• _Work required_
The whole listing is to be printed again exactly.

*** Opening Data extracts ***

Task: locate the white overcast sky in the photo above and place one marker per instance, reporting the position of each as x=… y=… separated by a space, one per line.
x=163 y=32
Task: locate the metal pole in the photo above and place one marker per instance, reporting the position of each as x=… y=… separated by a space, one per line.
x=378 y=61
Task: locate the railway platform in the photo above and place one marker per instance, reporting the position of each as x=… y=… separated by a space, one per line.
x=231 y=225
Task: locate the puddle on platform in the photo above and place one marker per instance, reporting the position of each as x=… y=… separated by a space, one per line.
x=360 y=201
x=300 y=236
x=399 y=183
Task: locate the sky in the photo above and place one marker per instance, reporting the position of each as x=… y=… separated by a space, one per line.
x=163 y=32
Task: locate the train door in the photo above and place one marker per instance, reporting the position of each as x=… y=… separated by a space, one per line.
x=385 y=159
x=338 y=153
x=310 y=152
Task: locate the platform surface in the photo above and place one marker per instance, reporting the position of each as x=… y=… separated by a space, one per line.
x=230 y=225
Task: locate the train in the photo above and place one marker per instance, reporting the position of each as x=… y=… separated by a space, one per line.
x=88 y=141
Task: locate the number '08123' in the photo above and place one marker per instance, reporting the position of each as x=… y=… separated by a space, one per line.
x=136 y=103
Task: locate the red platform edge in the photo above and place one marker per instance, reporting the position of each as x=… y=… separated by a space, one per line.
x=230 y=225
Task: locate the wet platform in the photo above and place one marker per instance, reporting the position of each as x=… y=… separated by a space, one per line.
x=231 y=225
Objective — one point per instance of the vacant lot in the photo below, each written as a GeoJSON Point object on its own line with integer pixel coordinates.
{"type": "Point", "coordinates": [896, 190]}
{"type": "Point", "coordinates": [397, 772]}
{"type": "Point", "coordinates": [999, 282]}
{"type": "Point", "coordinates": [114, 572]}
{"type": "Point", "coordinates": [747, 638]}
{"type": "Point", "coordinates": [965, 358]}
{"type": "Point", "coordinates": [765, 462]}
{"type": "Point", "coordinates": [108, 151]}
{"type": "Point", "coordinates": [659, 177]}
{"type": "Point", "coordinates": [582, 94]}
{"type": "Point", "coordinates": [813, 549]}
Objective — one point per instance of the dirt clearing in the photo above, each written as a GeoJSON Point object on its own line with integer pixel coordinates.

*** Closing Data extracts ***

• _Answer box_
Task: locate the white overcast sky in the photo above and place one marker per instance, reporting the position of each as x=… y=… separated by a space, one per line.
x=163 y=32
Task: locate the metal pole in the photo above and place one marker per instance, reporting the position of each as x=… y=… separated by a space, one per line.
x=378 y=61
Task: locate the railway platform in the photo above and place one marker per instance, reporting the position of each as x=… y=… separated by a space, one per line.
x=231 y=225
Task: locate the puddle on platform in the photo above and place one marker per instance, reporting the position of each as x=… y=… separated by a space, one per line.
x=360 y=201
x=300 y=236
x=399 y=183
Task: locate the sky in the photo above and place one marker per instance, reporting the position of each as x=… y=… separated by a space, one per line.
x=163 y=32
Task: locate the train door in the photo above and place one marker per instance, reporting the position of each as x=… y=… separated by a space, one per line.
x=385 y=159
x=338 y=153
x=310 y=152
Task: locate the platform surface in the photo above and place one marker per instance, reporting the position of each as x=… y=… separated by a space, one per line.
x=230 y=225
Task: locate the train in the photo above and place one marker per instance, reporting the position of each as x=… y=… separated by a space, one per line.
x=88 y=141
Task: locate the number '08123' in the photo above and place one marker per instance, reporting the position of each as x=… y=… separated by a space, one per line.
x=136 y=103
Task: locate the red platform edge in the photo above and place one marker per instance, reporting the position of each as x=… y=… separated by a space, one per line.
x=230 y=225
Task: locate the wet platform in the photo above and place one marker per instance, reporting the position of each as x=… y=… separated by a space, one per line.
x=231 y=225
Objective — one point per instance of the vacant lot in the photo below, each written as a GeoJSON Point object on its own line with integer pixel coordinates.
{"type": "Point", "coordinates": [896, 190]}
{"type": "Point", "coordinates": [397, 772]}
{"type": "Point", "coordinates": [999, 282]}
{"type": "Point", "coordinates": [114, 572]}
{"type": "Point", "coordinates": [747, 638]}
{"type": "Point", "coordinates": [965, 358]}
{"type": "Point", "coordinates": [765, 462]}
{"type": "Point", "coordinates": [108, 151]}
{"type": "Point", "coordinates": [659, 177]}
{"type": "Point", "coordinates": [582, 94]}
{"type": "Point", "coordinates": [813, 549]}
Objective — one point per instance of the dirt clearing in the photo above, each written as a GeoJSON Point object on its own line with integer pixel coordinates.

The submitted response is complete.